TEXTE FOURNI:
····················

Chronique / Le dernier aventurier
Conseiller de l’usurpateur Basam Damdu, chef de réseaux criminels, ennemi juré des services secrets de Sa Majesté, pilleur de tombes pharaoniques, et j’en passe. A quoi on ajoutera: d’une élégance rare, habillé chez les meilleurs faiseurs, un porte-cigarette aux lèvres sous une fine moustache. A ces quelques traits, on aura bien sûr reconnu le plus fameux des aventuriers de la BD, véritable génie du mal. Je veux parler du colonel Olrik, dont une biographie – enfin! – est parue il y a quelques jours. Elle est due rien moins qu’à un ancien ministre français des Affaires étrangères, Hubert Védrine.

····················

ENREGISTREMENTS FOURNIS:
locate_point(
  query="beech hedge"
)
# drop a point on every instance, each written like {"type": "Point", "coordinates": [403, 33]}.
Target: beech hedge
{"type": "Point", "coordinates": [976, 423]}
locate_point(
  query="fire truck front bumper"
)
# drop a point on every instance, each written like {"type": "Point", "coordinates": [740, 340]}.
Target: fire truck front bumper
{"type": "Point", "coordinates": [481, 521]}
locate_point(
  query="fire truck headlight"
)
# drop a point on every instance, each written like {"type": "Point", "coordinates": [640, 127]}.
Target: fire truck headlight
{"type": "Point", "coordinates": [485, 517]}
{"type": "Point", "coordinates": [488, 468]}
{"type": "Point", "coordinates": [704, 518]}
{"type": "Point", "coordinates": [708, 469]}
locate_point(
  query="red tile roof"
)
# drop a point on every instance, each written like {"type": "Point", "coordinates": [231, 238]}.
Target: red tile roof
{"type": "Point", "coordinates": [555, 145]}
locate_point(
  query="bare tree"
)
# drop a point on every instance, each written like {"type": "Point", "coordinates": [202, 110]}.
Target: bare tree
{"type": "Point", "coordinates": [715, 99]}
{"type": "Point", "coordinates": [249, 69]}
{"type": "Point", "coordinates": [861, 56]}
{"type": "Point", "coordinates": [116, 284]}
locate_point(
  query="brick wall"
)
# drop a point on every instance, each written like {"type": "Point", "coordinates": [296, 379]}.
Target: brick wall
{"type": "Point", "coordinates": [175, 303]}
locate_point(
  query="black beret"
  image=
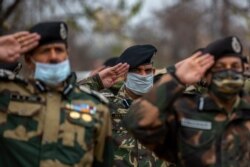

····················

OBJECTIFS:
**a.** Reproduisez fidèlement le passage de la chronique sur le colonel Olrik allant de « Chronique / Le » jusqu'à « étrangères, Hubert Védrine. ».
**b.** Restituez à l'identique toutes les lignes des enregistrements, en omettant les images.
La chronique et les enregistrements n'ont aucun lien entre eux.

RÉPONSES ATTENDUES:
**a.**
Chronique / Le dernier aventurier
Conseiller de l’usurpateur Basam Damdu, chef de réseaux criminels, ennemi juré des services secrets de Sa Majesté, pilleur de tombes pharaoniques, et j’en passe. A quoi on ajoutera: d’une élégance rare, habillé chez les meilleurs faiseurs, un porte-cigarette aux lèvres sous une fine moustache. A ces quelques traits, on aura bien sûr reconnu le plus fameux des aventuriers de la BD, véritable génie du mal. Je veux parler du colonel Olrik, dont une biographie – enfin! – est parue il y a quelques jours. Elle est due rien moins qu’à un ancien ministre français des Affaires étrangères, Hubert Védrine.

**b.**
locate_point(
  query="beech hedge"
)
# drop a point on every instance, each written like {"type": "Point", "coordinates": [403, 33]}.
Target: beech hedge
{"type": "Point", "coordinates": [976, 423]}
locate_point(
  query="fire truck front bumper"
)
# drop a point on every instance, each written like {"type": "Point", "coordinates": [740, 340]}.
Target: fire truck front bumper
{"type": "Point", "coordinates": [481, 521]}
locate_point(
  query="fire truck headlight"
)
# drop a point on every instance, each written like {"type": "Point", "coordinates": [640, 127]}.
Target: fire truck headlight
{"type": "Point", "coordinates": [485, 517]}
{"type": "Point", "coordinates": [488, 468]}
{"type": "Point", "coordinates": [704, 518]}
{"type": "Point", "coordinates": [708, 469]}
locate_point(
  query="red tile roof"
)
# drop a point on every instance, each written like {"type": "Point", "coordinates": [231, 238]}.
Target: red tile roof
{"type": "Point", "coordinates": [555, 145]}
locate_point(
  query="bare tree"
)
# drop a point on every instance, each written like {"type": "Point", "coordinates": [202, 110]}.
Target: bare tree
{"type": "Point", "coordinates": [715, 99]}
{"type": "Point", "coordinates": [249, 69]}
{"type": "Point", "coordinates": [861, 56]}
{"type": "Point", "coordinates": [116, 284]}
locate_point(
  query="brick wall"
)
# drop a point on every instance, each written like {"type": "Point", "coordinates": [296, 379]}.
Target: brick wall
{"type": "Point", "coordinates": [175, 303]}
locate_point(
  query="black beret"
  image=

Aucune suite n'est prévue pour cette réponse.